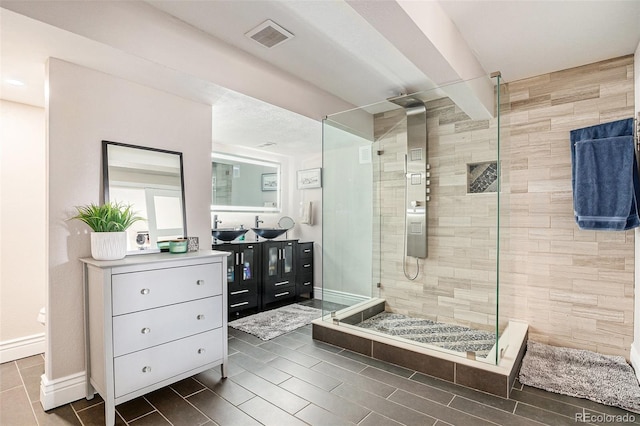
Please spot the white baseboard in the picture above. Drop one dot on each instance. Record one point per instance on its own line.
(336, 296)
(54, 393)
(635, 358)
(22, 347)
*-*-*
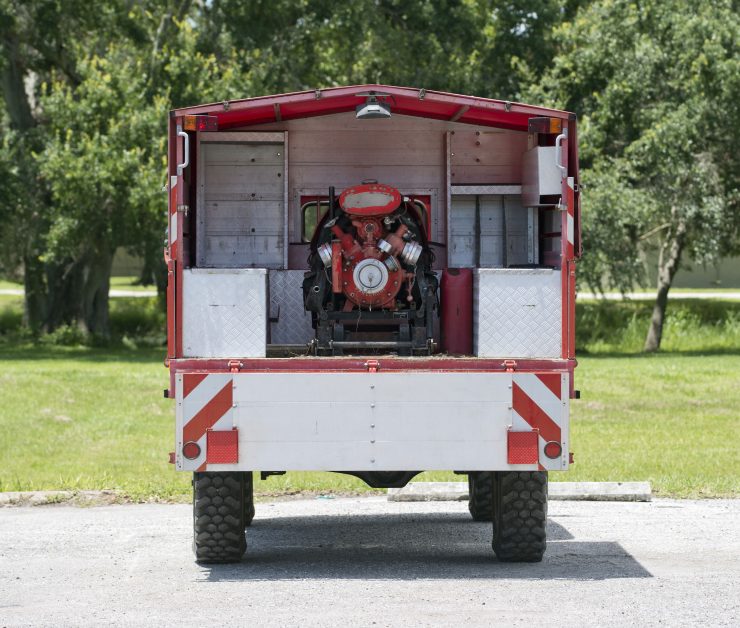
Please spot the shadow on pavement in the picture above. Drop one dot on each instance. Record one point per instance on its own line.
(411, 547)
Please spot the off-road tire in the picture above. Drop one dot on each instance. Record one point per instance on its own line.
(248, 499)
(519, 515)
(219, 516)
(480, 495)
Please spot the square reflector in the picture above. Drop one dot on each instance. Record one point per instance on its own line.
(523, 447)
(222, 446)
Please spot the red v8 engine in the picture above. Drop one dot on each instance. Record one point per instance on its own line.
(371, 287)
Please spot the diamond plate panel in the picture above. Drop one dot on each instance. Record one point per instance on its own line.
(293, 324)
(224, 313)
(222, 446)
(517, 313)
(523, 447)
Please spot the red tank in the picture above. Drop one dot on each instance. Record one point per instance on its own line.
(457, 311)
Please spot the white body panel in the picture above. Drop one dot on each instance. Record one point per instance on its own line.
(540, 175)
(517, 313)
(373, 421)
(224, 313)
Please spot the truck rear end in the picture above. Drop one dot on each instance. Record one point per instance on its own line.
*-*-*
▶ _Task to carry out_: Everything above from the line containing "Please spot the white body" down to the line containing "Please spot the truck" is to be transcribed exactly, with both of those lines included and nothing else added.

▶ _Solution_:
Please spot the white body panel in the picture above. Drop one dot on each instance. Record one point per instance on its own line.
(540, 175)
(517, 313)
(373, 421)
(224, 313)
Please spot the truck rear end in the picture above. Drop one dot on each instance. Record one point per instance on its own line.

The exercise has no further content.